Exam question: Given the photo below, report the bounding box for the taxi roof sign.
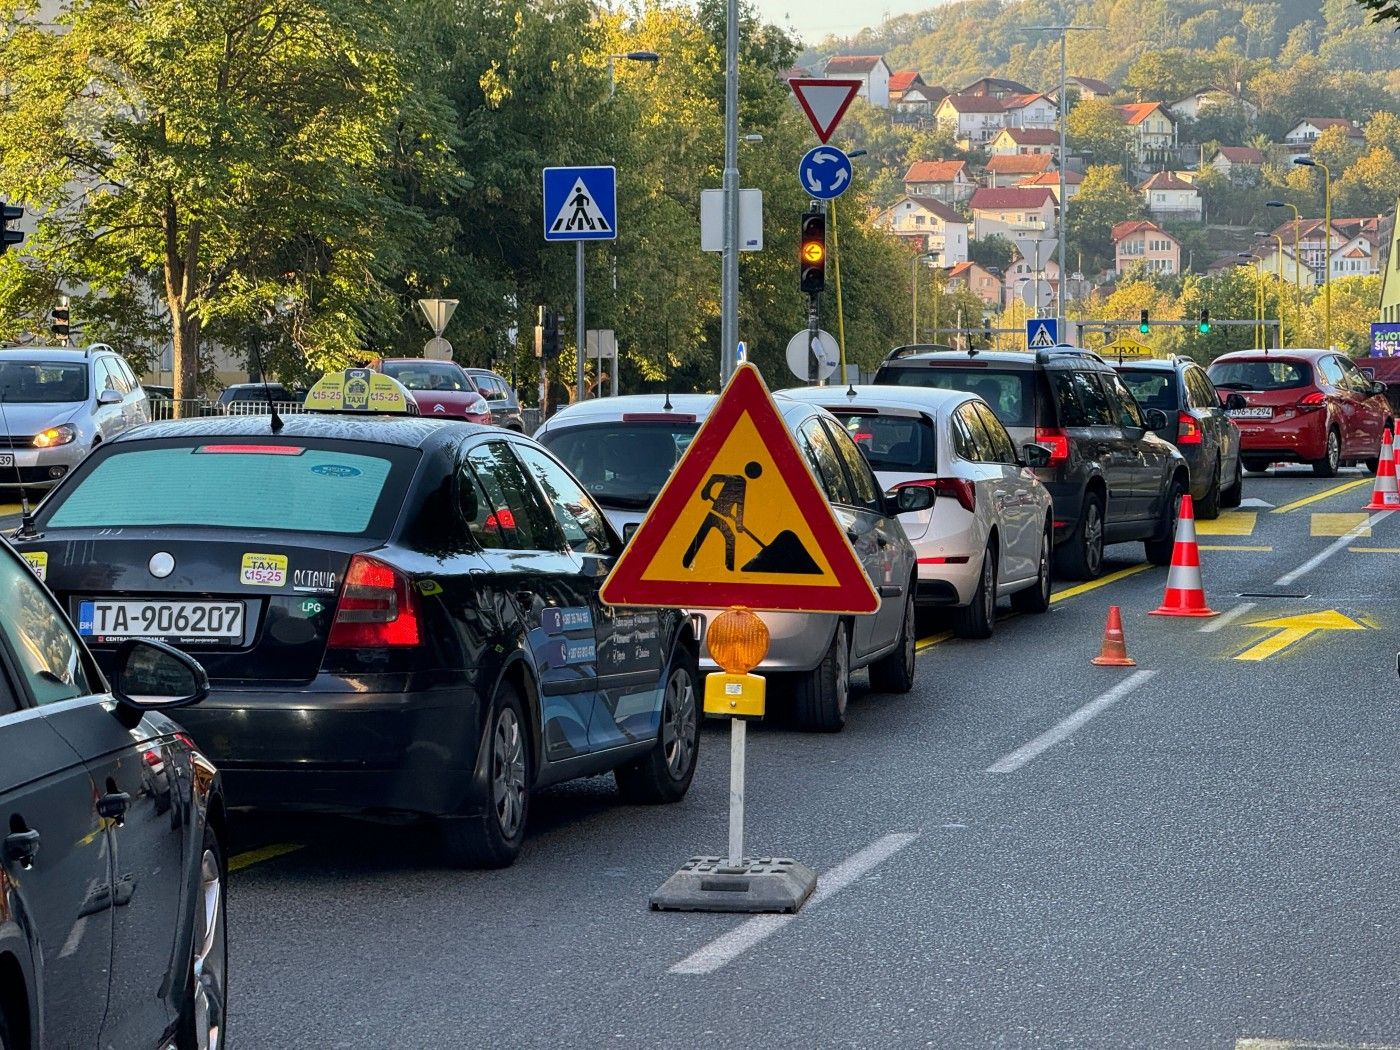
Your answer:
[600,363,878,615]
[1102,337,1159,360]
[304,368,417,415]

=-=-=

▸ WHAT YOU WILL DO
Give back the entire listing verbatim, without the pictures.

▸ ANSWER SECTION
Exam question: Given the photo below, report the bounding box for the taxi roof sign.
Your answer:
[600,363,878,615]
[1102,337,1159,360]
[304,368,417,415]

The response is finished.